====== Tekstfragment ======

LONGREAD
Om verschillende redenen wijd ik nu een aantal columns aan het onderwerp hoogbegaafdheid en de link met mijn privéleven. Het zijn verhalen die ik altijd al van plan was op een dag te gaan opschrijven. Nu er echter een directe aanleiding is, maak ik meteen van de gelegenheid gebruik om het allemaal in een keer te vertellen.
Verkopen en verkopen
Omdat alle nadelen gelukkig ook hun voordelen hebben, bracht het callcenterwerk wel tot stand dat het me aan het denken zette over het onderwerp verkopen en wat dat precies inhoudt. Ik weet van mezelf dat ik absoluut geen commercieel type ben en dus allesbehalve een verkoper, maar dan nog heb je verkopen en verkopen.
Bij het eerste soort verkoopt de verkoper in een winkel producten waar klanten op afkomen die er interesse in hebben. Iets waar ik geen enkel bezwaar tegen heb.

====== Aangeleverde items ======

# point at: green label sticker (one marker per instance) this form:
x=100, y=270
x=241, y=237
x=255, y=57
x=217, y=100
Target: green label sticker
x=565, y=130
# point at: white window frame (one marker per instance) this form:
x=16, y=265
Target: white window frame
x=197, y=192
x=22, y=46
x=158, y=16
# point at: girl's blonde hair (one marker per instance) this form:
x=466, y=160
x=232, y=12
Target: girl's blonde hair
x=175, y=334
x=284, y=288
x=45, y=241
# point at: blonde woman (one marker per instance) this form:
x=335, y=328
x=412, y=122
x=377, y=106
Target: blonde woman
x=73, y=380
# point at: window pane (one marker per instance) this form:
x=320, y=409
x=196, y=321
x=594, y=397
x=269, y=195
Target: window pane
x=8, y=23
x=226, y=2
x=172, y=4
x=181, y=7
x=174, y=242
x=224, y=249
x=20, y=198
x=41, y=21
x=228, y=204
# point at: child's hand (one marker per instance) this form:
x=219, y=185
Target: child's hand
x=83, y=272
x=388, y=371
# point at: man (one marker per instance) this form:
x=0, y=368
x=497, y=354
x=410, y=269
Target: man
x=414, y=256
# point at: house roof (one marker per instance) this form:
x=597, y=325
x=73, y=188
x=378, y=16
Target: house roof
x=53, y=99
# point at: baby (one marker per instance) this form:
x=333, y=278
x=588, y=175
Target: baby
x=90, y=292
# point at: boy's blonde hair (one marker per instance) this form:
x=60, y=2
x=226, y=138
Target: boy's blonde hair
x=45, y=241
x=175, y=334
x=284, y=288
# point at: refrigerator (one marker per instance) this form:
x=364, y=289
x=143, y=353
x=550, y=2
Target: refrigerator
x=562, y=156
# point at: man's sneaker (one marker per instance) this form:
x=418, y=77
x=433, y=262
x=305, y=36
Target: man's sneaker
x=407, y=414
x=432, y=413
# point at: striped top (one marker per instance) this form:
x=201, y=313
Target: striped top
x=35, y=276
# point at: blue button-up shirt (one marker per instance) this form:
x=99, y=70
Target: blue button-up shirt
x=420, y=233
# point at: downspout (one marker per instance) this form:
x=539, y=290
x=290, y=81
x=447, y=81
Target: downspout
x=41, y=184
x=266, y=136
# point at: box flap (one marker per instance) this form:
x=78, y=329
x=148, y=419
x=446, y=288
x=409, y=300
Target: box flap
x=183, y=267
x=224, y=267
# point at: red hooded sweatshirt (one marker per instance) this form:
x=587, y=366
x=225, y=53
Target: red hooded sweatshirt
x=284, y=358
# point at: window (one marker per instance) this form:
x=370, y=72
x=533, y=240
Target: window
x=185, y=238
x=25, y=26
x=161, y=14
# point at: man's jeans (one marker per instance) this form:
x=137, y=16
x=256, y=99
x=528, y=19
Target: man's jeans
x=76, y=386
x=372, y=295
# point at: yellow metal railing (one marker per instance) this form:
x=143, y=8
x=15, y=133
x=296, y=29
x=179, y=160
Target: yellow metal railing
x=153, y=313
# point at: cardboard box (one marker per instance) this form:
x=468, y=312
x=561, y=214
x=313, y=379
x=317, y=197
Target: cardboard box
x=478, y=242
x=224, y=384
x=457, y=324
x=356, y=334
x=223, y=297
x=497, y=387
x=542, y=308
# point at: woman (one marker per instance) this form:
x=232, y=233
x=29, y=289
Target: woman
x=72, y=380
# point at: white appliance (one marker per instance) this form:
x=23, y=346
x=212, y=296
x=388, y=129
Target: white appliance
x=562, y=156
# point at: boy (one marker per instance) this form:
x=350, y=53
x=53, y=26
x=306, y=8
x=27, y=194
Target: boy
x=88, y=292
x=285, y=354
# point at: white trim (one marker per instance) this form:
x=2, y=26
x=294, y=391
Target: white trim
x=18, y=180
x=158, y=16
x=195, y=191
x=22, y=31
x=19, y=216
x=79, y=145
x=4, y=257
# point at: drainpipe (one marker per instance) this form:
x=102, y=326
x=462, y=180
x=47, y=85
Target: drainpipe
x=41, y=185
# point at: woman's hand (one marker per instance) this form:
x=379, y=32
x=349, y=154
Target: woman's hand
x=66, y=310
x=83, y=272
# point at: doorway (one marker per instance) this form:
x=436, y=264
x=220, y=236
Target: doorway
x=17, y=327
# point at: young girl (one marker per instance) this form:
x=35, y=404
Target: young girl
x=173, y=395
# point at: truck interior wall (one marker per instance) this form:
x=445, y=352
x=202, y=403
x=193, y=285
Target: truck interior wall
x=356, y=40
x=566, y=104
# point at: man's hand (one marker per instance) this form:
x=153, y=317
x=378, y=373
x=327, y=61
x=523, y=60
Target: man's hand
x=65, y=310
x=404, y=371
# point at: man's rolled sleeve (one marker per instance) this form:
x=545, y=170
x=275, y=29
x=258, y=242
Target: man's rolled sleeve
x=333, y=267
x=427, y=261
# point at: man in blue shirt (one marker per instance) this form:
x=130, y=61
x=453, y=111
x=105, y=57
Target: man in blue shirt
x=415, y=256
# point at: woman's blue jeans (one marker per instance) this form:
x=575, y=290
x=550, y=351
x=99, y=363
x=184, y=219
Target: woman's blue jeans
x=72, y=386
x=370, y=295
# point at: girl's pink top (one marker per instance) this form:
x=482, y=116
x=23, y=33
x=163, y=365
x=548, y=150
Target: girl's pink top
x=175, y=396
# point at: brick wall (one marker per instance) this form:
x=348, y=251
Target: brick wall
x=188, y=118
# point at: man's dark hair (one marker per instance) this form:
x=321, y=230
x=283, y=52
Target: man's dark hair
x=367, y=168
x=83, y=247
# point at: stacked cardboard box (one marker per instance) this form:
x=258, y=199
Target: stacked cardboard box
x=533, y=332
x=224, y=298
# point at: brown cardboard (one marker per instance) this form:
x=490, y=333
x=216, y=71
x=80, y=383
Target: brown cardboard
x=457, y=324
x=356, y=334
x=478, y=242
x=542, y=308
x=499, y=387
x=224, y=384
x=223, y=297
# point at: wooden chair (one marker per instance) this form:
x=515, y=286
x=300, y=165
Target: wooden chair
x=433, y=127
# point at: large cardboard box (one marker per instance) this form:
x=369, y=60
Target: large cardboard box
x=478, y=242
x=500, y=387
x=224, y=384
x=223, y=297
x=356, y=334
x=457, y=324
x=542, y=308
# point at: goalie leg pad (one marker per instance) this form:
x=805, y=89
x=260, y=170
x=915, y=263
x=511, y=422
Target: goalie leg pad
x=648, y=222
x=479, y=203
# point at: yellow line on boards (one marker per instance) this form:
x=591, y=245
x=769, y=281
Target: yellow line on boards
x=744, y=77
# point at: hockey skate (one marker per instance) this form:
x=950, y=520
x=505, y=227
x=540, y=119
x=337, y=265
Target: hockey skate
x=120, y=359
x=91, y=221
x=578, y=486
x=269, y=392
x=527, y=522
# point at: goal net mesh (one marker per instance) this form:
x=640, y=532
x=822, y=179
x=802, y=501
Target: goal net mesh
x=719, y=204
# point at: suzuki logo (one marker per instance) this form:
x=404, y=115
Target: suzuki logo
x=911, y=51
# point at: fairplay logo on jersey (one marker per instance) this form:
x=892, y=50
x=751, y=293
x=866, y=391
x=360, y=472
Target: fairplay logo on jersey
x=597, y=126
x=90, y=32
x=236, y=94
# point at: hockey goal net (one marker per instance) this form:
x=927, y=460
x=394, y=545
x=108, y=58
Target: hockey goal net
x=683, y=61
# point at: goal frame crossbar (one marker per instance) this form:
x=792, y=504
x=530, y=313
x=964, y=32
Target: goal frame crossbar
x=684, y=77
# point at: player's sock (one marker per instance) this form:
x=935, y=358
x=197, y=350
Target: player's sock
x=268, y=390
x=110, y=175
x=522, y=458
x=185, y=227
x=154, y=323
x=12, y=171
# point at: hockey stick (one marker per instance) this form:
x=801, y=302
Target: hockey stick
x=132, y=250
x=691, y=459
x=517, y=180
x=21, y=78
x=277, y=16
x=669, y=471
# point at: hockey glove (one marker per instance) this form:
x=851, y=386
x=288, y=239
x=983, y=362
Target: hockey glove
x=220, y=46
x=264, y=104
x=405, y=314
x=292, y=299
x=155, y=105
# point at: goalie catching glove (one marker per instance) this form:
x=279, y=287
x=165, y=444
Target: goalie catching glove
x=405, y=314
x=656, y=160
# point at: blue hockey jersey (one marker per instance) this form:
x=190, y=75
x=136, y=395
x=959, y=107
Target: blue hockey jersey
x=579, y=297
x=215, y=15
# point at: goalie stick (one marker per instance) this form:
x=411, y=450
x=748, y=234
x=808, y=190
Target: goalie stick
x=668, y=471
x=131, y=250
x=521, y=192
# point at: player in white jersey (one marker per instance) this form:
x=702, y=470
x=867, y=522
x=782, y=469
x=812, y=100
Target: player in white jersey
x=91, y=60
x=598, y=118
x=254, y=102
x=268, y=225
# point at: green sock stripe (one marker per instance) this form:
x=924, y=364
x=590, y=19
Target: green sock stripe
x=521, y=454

======

Opdrachten
A. Beantwoord de volgende vragen met gegevens uit de column over verkopen.
(i) Aan welk onderwerp wijdt de schrijver een aantal columns?
(ii) Welk werk zette de schrijver aan het denken over verkopen?
(iii) Waar verkoopt de verkoper bij het eerste soort verkopen zijn producten?
B. Geef alle verschillende woorden uit de column over verkopen die beginnen met "verko". Hoofdletters tellen niet als verschil.
C. Schrijf de column over verkopen verder vanaf het laatste zinnetje.

Antwoorden
A.
(i) Aan hoogbegaafdheid en de link met het privéleven van de schrijver.
(ii) Het callcenterwerk.
(iii) In een winkel, waar klanten op afkomen die interesse hebben in de producten.

B. verkopen, verkoper, verkoopt

C.
Dit echter in tegenstelling tot het tweede soort verkopen waarbij de kopers niet naar de verkoper toe komen maar de verkoper zich ongevraagd bij hen meldt, op straat, huis-aan-huis of telefonisch. Dat noem ik zeer onbeleefd en doet bovendien inbreuk op iemands privacy. Als ik interesse heb in een product, kom ik wel naar de verkoper toe en niet andersom.
Een noodzakelijk kwaad
Bij het laatstgenoemde soort zal de verkoper heel soms mensen vinden die geen bezwaar hebben tegen zijn toenadering en die zelfs wel interesse tonen in het kopen van een product. Maar het overgrote deel heeft dat niet en zal de verkoper beschouwen als een noodzakelijk (?) kwaad.
Cognitieve dissonantiereductie
Toch komt het af en toe voor dat iemand in eerste instantie denkt van dat wil ik helemaal niet, maar dat de verkoper daarna op zo’n manier aandringt dat hij uiteindelijk het product toch besluit te kopen. Ik vermoed dat als je deze koper later gaat vragen of hij blij is met de koop de kans groot is dat hij ja zal zeggen.
Interessante vraag hierbij of hij dat zegt omdat het echt zo is of omdat er iets anders speelt. Bijvoorbeeld dat hij eigenlijk niet wil toegeven dat hij niet blij is dat hij zich zo simpel heeft laten overhalen tot een koop van iets wat hij niet wilde hebben, maar dat hij inmiddels voor zichzelf redenen heeft bedacht waarom het eigenlijk toch wel beter is dat hij het product heeft gekocht.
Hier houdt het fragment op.